EXERCISE GOAL - Look through the listing below and write out exactly the lines from the line with "object=printed poster" to the line with "object=yellow bunting", both included, and no others.

INFORMATION SHOWN -
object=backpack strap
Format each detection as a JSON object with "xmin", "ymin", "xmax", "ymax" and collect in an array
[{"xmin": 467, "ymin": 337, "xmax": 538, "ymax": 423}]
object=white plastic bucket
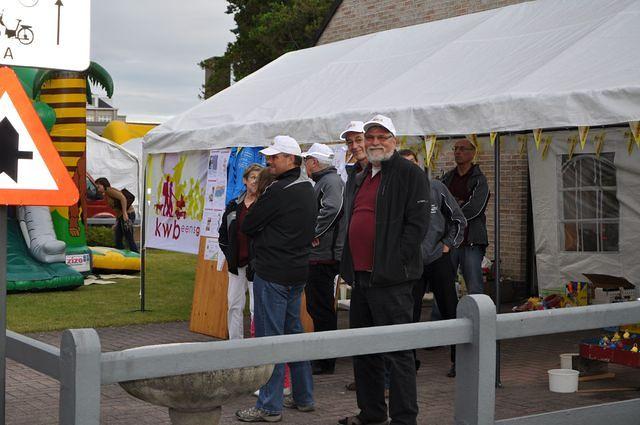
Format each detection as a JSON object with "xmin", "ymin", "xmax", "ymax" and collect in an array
[
  {"xmin": 560, "ymin": 353, "xmax": 578, "ymax": 370},
  {"xmin": 548, "ymin": 369, "xmax": 579, "ymax": 393}
]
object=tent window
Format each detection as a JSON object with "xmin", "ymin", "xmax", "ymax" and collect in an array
[{"xmin": 559, "ymin": 153, "xmax": 618, "ymax": 252}]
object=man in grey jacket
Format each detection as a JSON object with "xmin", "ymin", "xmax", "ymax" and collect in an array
[
  {"xmin": 420, "ymin": 179, "xmax": 466, "ymax": 378},
  {"xmin": 302, "ymin": 143, "xmax": 345, "ymax": 375},
  {"xmin": 401, "ymin": 149, "xmax": 466, "ymax": 377}
]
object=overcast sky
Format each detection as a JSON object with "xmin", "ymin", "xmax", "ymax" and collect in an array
[{"xmin": 91, "ymin": 1, "xmax": 235, "ymax": 123}]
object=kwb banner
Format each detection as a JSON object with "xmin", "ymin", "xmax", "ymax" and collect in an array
[{"xmin": 145, "ymin": 151, "xmax": 208, "ymax": 254}]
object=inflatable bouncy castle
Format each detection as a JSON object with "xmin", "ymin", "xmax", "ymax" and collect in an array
[{"xmin": 6, "ymin": 65, "xmax": 138, "ymax": 291}]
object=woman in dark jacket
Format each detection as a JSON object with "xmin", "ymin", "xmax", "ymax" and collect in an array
[
  {"xmin": 218, "ymin": 164, "xmax": 263, "ymax": 339},
  {"xmin": 95, "ymin": 177, "xmax": 138, "ymax": 253}
]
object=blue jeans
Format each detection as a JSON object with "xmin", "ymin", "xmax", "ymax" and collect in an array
[
  {"xmin": 450, "ymin": 245, "xmax": 486, "ymax": 295},
  {"xmin": 253, "ymin": 274, "xmax": 314, "ymax": 414}
]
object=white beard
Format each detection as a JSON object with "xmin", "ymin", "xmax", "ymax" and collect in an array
[{"xmin": 367, "ymin": 148, "xmax": 394, "ymax": 163}]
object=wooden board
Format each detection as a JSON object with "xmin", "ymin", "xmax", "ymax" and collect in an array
[
  {"xmin": 190, "ymin": 236, "xmax": 315, "ymax": 338},
  {"xmin": 189, "ymin": 237, "xmax": 229, "ymax": 339}
]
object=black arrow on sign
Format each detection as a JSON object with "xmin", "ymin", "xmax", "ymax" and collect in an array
[
  {"xmin": 0, "ymin": 117, "xmax": 32, "ymax": 183},
  {"xmin": 55, "ymin": 0, "xmax": 63, "ymax": 45}
]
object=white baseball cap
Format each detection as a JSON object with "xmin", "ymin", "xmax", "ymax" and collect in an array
[
  {"xmin": 363, "ymin": 114, "xmax": 396, "ymax": 136},
  {"xmin": 339, "ymin": 121, "xmax": 365, "ymax": 140},
  {"xmin": 260, "ymin": 135, "xmax": 302, "ymax": 156},
  {"xmin": 302, "ymin": 143, "xmax": 335, "ymax": 162}
]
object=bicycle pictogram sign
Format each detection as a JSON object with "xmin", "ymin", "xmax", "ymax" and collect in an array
[{"xmin": 0, "ymin": 11, "xmax": 34, "ymax": 45}]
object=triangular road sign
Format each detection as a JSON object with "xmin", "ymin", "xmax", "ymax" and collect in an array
[{"xmin": 0, "ymin": 67, "xmax": 78, "ymax": 206}]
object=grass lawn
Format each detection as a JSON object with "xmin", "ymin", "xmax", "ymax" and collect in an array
[{"xmin": 7, "ymin": 249, "xmax": 197, "ymax": 333}]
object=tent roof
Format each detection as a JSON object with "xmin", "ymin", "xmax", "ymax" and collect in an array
[{"xmin": 145, "ymin": 0, "xmax": 640, "ymax": 154}]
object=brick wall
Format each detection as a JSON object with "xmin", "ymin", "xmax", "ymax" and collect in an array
[
  {"xmin": 433, "ymin": 140, "xmax": 529, "ymax": 283},
  {"xmin": 318, "ymin": 0, "xmax": 529, "ymax": 45}
]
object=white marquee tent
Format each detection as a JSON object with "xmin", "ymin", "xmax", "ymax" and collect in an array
[
  {"xmin": 141, "ymin": 0, "xmax": 640, "ymax": 296},
  {"xmin": 86, "ymin": 130, "xmax": 141, "ymax": 211},
  {"xmin": 144, "ymin": 0, "xmax": 640, "ymax": 153}
]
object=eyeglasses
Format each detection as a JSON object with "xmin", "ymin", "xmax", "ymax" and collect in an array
[
  {"xmin": 452, "ymin": 146, "xmax": 475, "ymax": 152},
  {"xmin": 364, "ymin": 134, "xmax": 394, "ymax": 142}
]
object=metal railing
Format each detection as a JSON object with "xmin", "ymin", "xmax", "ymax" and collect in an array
[{"xmin": 6, "ymin": 295, "xmax": 640, "ymax": 424}]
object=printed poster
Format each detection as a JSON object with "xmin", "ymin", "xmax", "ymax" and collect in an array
[
  {"xmin": 145, "ymin": 151, "xmax": 208, "ymax": 254},
  {"xmin": 201, "ymin": 149, "xmax": 232, "ymax": 238}
]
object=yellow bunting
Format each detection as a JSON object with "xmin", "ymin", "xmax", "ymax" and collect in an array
[
  {"xmin": 533, "ymin": 129, "xmax": 543, "ymax": 150},
  {"xmin": 517, "ymin": 134, "xmax": 528, "ymax": 158},
  {"xmin": 594, "ymin": 132, "xmax": 606, "ymax": 158},
  {"xmin": 490, "ymin": 132, "xmax": 497, "ymax": 147},
  {"xmin": 398, "ymin": 135, "xmax": 409, "ymax": 150},
  {"xmin": 567, "ymin": 135, "xmax": 578, "ymax": 160},
  {"xmin": 428, "ymin": 140, "xmax": 443, "ymax": 171},
  {"xmin": 578, "ymin": 126, "xmax": 589, "ymax": 149},
  {"xmin": 630, "ymin": 121, "xmax": 640, "ymax": 147},
  {"xmin": 626, "ymin": 131, "xmax": 635, "ymax": 156},
  {"xmin": 541, "ymin": 135, "xmax": 552, "ymax": 160},
  {"xmin": 424, "ymin": 135, "xmax": 437, "ymax": 167},
  {"xmin": 466, "ymin": 134, "xmax": 480, "ymax": 163}
]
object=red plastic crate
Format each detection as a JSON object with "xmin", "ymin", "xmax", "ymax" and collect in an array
[{"xmin": 580, "ymin": 338, "xmax": 640, "ymax": 368}]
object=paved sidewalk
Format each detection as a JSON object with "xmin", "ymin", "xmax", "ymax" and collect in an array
[{"xmin": 7, "ymin": 309, "xmax": 640, "ymax": 424}]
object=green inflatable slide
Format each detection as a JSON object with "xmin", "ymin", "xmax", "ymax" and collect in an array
[{"xmin": 6, "ymin": 218, "xmax": 84, "ymax": 292}]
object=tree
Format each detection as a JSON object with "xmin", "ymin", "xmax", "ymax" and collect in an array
[{"xmin": 201, "ymin": 0, "xmax": 334, "ymax": 98}]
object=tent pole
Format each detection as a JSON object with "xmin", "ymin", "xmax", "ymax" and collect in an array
[
  {"xmin": 140, "ymin": 156, "xmax": 147, "ymax": 312},
  {"xmin": 494, "ymin": 133, "xmax": 502, "ymax": 388}
]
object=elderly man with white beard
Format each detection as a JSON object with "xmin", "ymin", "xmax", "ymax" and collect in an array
[{"xmin": 338, "ymin": 115, "xmax": 430, "ymax": 425}]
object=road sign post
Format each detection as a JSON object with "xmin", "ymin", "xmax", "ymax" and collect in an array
[
  {"xmin": 0, "ymin": 66, "xmax": 79, "ymax": 424},
  {"xmin": 0, "ymin": 206, "xmax": 6, "ymax": 424}
]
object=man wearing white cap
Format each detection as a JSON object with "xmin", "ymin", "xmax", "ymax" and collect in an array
[
  {"xmin": 339, "ymin": 115, "xmax": 429, "ymax": 425},
  {"xmin": 301, "ymin": 143, "xmax": 345, "ymax": 376},
  {"xmin": 340, "ymin": 121, "xmax": 368, "ymax": 173},
  {"xmin": 237, "ymin": 135, "xmax": 316, "ymax": 422}
]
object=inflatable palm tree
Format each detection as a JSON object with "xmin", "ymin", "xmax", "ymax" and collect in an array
[{"xmin": 28, "ymin": 63, "xmax": 114, "ymax": 261}]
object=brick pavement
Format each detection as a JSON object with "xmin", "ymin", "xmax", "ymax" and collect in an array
[{"xmin": 7, "ymin": 310, "xmax": 640, "ymax": 424}]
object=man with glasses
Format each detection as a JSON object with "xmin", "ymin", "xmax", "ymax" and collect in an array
[
  {"xmin": 339, "ymin": 115, "xmax": 429, "ymax": 425},
  {"xmin": 301, "ymin": 143, "xmax": 345, "ymax": 376},
  {"xmin": 442, "ymin": 138, "xmax": 490, "ymax": 296},
  {"xmin": 236, "ymin": 135, "xmax": 316, "ymax": 422}
]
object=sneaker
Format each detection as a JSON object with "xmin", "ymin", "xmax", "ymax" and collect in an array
[
  {"xmin": 235, "ymin": 406, "xmax": 282, "ymax": 422},
  {"xmin": 283, "ymin": 394, "xmax": 315, "ymax": 412}
]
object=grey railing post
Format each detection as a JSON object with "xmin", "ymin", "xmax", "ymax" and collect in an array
[
  {"xmin": 59, "ymin": 329, "xmax": 101, "ymax": 425},
  {"xmin": 454, "ymin": 295, "xmax": 497, "ymax": 425}
]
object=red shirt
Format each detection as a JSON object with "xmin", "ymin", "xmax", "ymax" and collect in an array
[
  {"xmin": 236, "ymin": 202, "xmax": 250, "ymax": 267},
  {"xmin": 448, "ymin": 170, "xmax": 471, "ymax": 244},
  {"xmin": 349, "ymin": 171, "xmax": 381, "ymax": 271}
]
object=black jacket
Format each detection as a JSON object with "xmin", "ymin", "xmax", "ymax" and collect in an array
[
  {"xmin": 218, "ymin": 192, "xmax": 254, "ymax": 279},
  {"xmin": 340, "ymin": 152, "xmax": 430, "ymax": 286},
  {"xmin": 241, "ymin": 167, "xmax": 317, "ymax": 285},
  {"xmin": 421, "ymin": 179, "xmax": 466, "ymax": 265},
  {"xmin": 441, "ymin": 164, "xmax": 490, "ymax": 246}
]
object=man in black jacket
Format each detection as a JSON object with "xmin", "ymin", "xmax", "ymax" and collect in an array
[
  {"xmin": 339, "ymin": 115, "xmax": 429, "ymax": 425},
  {"xmin": 441, "ymin": 138, "xmax": 490, "ymax": 296},
  {"xmin": 236, "ymin": 135, "xmax": 317, "ymax": 423}
]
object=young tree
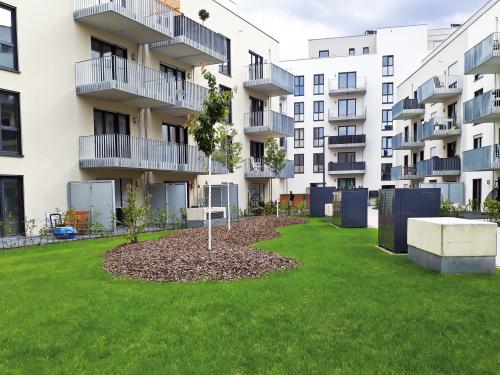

ANSWER FOR THE TASK -
object=printed poster
Format each detection as a JSON object with "xmin", "ymin", "xmax", "ymax" and collect in an array
[
  {"xmin": 145, "ymin": 151, "xmax": 208, "ymax": 254},
  {"xmin": 201, "ymin": 149, "xmax": 232, "ymax": 238}
]
object=yellow bunting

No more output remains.